* PROMPT *
Give every entry again, unchanged, and leave its images out.

+ + +

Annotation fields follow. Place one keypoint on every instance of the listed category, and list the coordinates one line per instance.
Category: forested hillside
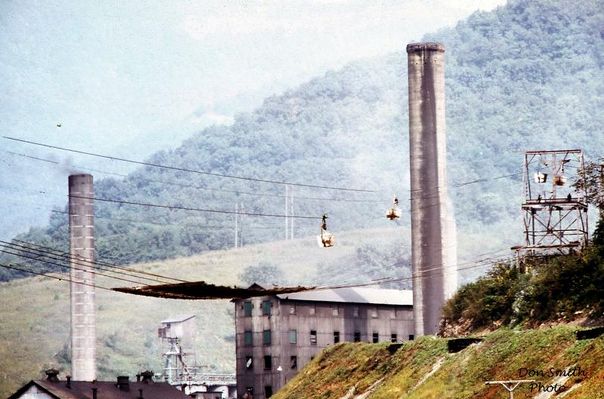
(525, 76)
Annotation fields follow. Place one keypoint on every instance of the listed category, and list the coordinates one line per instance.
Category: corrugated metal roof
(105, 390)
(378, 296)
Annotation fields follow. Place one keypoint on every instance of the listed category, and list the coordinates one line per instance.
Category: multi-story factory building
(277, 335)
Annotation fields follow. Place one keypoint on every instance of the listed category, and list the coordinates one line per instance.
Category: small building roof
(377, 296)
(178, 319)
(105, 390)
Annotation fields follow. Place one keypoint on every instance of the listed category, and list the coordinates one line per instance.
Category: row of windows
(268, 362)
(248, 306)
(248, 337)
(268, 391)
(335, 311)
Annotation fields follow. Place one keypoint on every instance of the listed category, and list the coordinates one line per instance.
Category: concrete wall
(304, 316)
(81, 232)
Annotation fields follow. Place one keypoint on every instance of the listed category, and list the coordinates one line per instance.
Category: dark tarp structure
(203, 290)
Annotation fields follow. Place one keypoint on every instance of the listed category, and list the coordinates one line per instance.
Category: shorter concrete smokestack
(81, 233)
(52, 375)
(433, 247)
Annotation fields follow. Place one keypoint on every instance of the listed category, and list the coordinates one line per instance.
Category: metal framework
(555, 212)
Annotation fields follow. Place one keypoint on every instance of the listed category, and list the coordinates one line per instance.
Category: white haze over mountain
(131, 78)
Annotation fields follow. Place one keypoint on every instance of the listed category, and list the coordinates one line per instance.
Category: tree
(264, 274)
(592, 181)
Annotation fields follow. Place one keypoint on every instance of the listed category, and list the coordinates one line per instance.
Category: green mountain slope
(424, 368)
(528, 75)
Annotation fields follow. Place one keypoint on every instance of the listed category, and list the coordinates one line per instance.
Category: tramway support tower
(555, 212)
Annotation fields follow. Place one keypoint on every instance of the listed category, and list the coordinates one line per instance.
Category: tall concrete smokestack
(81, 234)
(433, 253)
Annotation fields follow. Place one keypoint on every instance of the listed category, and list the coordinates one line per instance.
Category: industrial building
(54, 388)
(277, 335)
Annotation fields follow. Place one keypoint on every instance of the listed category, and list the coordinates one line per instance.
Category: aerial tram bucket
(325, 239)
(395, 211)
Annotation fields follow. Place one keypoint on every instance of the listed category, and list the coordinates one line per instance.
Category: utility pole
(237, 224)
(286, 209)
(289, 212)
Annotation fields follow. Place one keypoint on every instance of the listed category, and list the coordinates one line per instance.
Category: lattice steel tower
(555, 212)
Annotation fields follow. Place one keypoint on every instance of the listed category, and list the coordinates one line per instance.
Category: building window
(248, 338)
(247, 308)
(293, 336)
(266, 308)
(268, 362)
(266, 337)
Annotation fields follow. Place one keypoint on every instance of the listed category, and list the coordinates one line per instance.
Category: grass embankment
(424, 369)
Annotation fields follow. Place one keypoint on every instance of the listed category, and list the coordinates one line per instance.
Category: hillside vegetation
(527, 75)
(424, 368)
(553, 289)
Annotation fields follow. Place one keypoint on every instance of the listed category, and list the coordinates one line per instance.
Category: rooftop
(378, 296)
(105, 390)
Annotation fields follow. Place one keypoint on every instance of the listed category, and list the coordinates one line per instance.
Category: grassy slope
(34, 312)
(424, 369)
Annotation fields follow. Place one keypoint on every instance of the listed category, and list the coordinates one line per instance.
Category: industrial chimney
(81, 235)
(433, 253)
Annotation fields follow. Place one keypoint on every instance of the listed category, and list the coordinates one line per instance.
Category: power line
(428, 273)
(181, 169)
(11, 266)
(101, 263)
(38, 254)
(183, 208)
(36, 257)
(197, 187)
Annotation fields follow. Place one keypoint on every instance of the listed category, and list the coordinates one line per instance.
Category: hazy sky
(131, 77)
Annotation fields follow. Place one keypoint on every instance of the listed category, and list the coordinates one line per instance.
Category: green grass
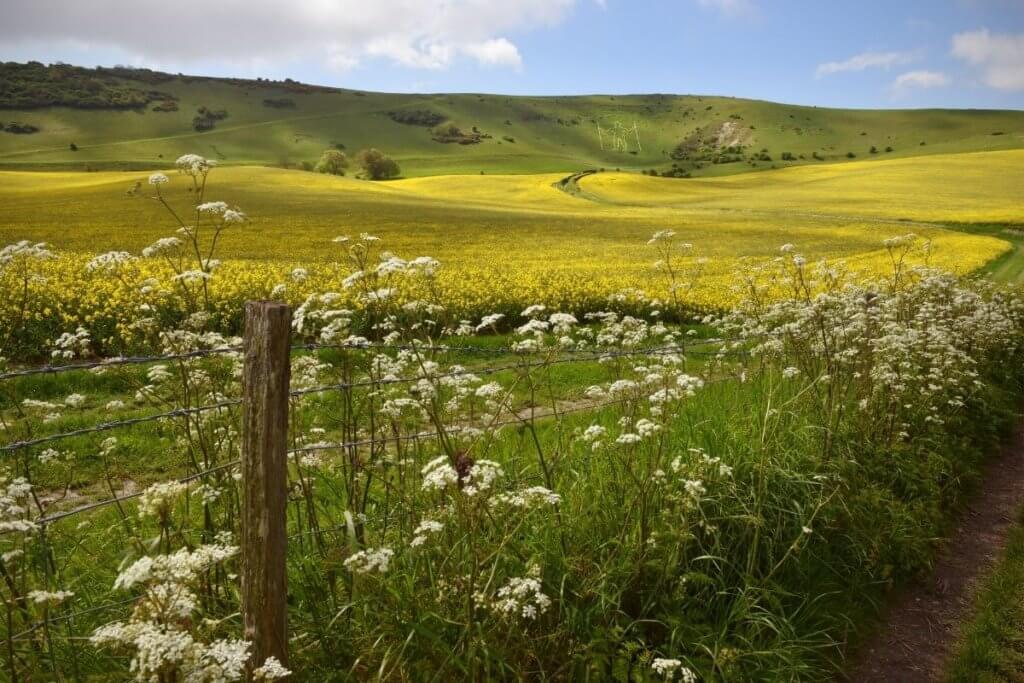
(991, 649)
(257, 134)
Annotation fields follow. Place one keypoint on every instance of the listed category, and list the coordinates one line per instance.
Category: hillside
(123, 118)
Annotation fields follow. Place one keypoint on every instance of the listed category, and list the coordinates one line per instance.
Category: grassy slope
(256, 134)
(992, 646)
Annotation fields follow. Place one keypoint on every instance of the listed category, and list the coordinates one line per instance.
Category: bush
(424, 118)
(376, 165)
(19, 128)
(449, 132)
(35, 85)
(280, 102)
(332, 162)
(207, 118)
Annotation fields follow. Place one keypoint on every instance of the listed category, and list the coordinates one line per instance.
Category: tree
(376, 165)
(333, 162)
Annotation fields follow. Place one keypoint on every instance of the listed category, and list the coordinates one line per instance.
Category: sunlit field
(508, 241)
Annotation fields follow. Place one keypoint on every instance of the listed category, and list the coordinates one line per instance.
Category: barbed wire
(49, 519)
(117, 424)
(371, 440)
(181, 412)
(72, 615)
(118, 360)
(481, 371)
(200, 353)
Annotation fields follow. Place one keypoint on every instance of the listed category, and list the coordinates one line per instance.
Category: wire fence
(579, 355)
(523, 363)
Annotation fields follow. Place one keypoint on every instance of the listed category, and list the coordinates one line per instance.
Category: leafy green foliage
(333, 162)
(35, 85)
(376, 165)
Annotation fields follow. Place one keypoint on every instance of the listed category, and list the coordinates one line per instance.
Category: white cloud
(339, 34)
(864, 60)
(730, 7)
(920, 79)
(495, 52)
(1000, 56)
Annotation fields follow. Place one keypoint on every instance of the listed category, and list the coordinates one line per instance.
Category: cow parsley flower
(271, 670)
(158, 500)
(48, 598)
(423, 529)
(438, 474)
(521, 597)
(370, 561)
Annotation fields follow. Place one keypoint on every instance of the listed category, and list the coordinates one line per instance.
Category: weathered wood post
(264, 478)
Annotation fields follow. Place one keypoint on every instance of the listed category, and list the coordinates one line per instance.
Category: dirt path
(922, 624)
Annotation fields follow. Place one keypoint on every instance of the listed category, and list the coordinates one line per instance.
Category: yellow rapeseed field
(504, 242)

+ + +

* TASK RESULT *
Annotation fields follow. Place one keypoint on every instance of the listed category, and list the coordinates one line per instance.
Category: forested hillside
(525, 76)
Annotation fields follow. Place one keypoint on every instance of the listed category, and list the coordinates one line per instance.
Category: corrugated metal roof
(105, 390)
(378, 296)
Annotation fields follow. Place one keypoint on every instance of the listed category, and list the coordinates one line per instance.
Category: multi-story factory building
(277, 335)
Annotation fields follow. Place one keypoint on every instance of the listed category, and list the coordinates one line per instance.
Category: small building roof
(377, 296)
(178, 319)
(105, 390)
Annotation fields follow. Place one keypoint on every instance of the listed category, and list the coordinates one line per instance.
Category: row of windows
(268, 362)
(248, 306)
(248, 337)
(268, 391)
(335, 311)
Annotation fields follow. Place one keypoint on every instance of the listed category, and list the coordinates one line per instance.
Category: concrete wall
(304, 316)
(81, 232)
Annotation fields follow. Place one keypoint on every instance of the listed category, and list the coordinates one line per instance.
Category: dark tarp structure
(203, 290)
Annotation fields follow. Place one keypoint on every instance of the listed category, and list the coordinates one line per instance.
Category: shorter concrete smokestack
(81, 233)
(52, 375)
(433, 247)
Annotation fields follow. Place one keypoint on every instance of the listed category, and list the coordinates one line per instance.
Category: metal framework
(555, 212)
Annotation fields follow. Place one keypoint on every instance of the listed category, and list the coordinates one line per instance.
Category: white haze over mountain
(131, 78)
Annotation fields follow. Place one keypoint on every instance of the listed category, and list the coordinates one line per instance.
Category: tree
(264, 274)
(592, 181)
Annotation fields follow. Place one keypoint on every instance of the listed category, and list the coordinates one line per instance.
Category: green mountain slope
(424, 368)
(528, 75)
Annotation fields follow. Place one keypoint on every instance of the listed category, and list the coordinates one line per instance.
Category: tramway support tower
(555, 212)
Annotation fields follow. Place one keypoint on every instance of the listed category, and list the coordinates one line per instance.
Category: tall concrete smokestack
(81, 234)
(433, 253)
Annotation fields follow. Place one keypoint on every instance of the listed category, and list the coordinates one line per instance.
Category: industrial building
(54, 388)
(277, 335)
Annotation fields follow. Place one keypoint on every instance of the listed category, and list the coordinates one line per instance.
Category: aerial tram bucket
(325, 239)
(395, 211)
Annotation fields follow. Place one keypoint on every instance of the listed category, and list the coordinates one line per instance.
Category: utility pole
(237, 224)
(286, 209)
(289, 212)
Annotation fields follow. Place one keypoint on every instance of the listed category, and list the coordinates one line per instance.
Category: lattice steel tower
(555, 212)
Annotation fields follow. Place one keypoint on every instance of the listed category, and list the coordinates one line per instance.
Category: building window
(248, 338)
(247, 308)
(293, 336)
(266, 308)
(268, 362)
(266, 337)
Annotation fields follow. Place one keypoint on every instance of the listed category, and list the coordinates one line per instance.
Category: grass embankment
(424, 369)
Annotation fields follow. Place one keypoint on every instance of the listed category, and list the coordinates one line per instance.
Category: hillside vegetation
(527, 75)
(424, 368)
(553, 289)
Annotation fields follow. Place one keypoint on every instance of the listed category, and list the coordinates one line per instance.
Category: rooftop
(378, 296)
(105, 390)
Annotation fields follow. Place one keypoint on every instance of the listed category, and list the coordinates one line per instance.
Category: grassy slope
(34, 312)
(424, 369)
Annotation fields follow. Place one keypoint on every instance of the listed category, and list the coordinates one line per instance.
Category: industrial chimney
(81, 235)
(433, 253)
Annotation fields follow. Place one keypoint on every instance of the listed category, and list the coordinates one line per instance.
Category: power line
(428, 273)
(181, 169)
(11, 266)
(101, 263)
(38, 254)
(183, 208)
(36, 257)
(197, 187)
Annotation fields follow. Place one keypoint on every instance of the listed category, and list the coordinates one line per instance.
Category: hazy sky
(131, 77)
Annotation fields follow. Place one keypoint on every instance of the listed category, and list the coordinates one line per instance.
Category: green grass
(991, 649)
(257, 134)
Annotation fields follow. Place one keypoint on every instance of the listed category, and list the coordinates one line per instance.
Category: hillside
(123, 118)
Annotation fields follow. Place one keypoint on every instance of the listed category, and list the coordinates one line per instance.
Category: grassy slope
(256, 134)
(992, 646)
Annotation fields follow. Place one keypoint on every instance of the listed category, and list the coordinates one line per instance.
Category: bush
(424, 118)
(376, 165)
(19, 128)
(449, 132)
(35, 85)
(280, 102)
(332, 162)
(207, 118)
Annotation fields follow. Place one keypoint on every instance of the listed category, and list the coordinates one line per instance.
Category: tree
(376, 165)
(333, 162)
Annotation fields follow. Place one keypoint on every instance of the listed category, and list the coordinates one line per instance.
Category: sunlit field
(508, 241)
Annotation fields follow. Place one keypoint on every instance of the listed category, and list the coordinates one line per instance.
Category: barbed wire
(49, 519)
(117, 424)
(371, 440)
(181, 412)
(72, 615)
(118, 360)
(481, 371)
(200, 353)
Annotation fields follow. Place one keypoint on every instance of the listed category, and list the coordinates one line per instance.
Category: wire fence
(579, 355)
(523, 363)
Annotation fields follow. Place one keypoint on every instance of the listed category, and list the coordinates one line per instance.
Category: leafy green foliage
(333, 162)
(35, 85)
(376, 165)
Annotation fields follow. Place one keypoint on every instance of the listed category, and list the coordinates one line per instance.
Category: white cloud
(339, 34)
(864, 60)
(730, 7)
(920, 79)
(495, 52)
(1000, 56)
Annotation fields follow. Place one keypoint on every instance of the listed category, and list the coordinates one line per instance.
Category: cow parsley flower
(271, 670)
(158, 500)
(48, 598)
(423, 529)
(438, 474)
(521, 597)
(370, 561)
Annotation fields follow. Place one keypoint on every instance of the listed category, and list the coordinates one line per instance.
Category: weathered wood post
(264, 478)
Annotation fields follow. Place one keypoint on every instance of the listed category, and list the coordinates one line per instance.
Category: dirt path
(922, 624)
Annotation fields follow. Place one keypoint on every instance of the listed category, and list the coordinates one line per instance.
Category: yellow rapeseed field
(504, 242)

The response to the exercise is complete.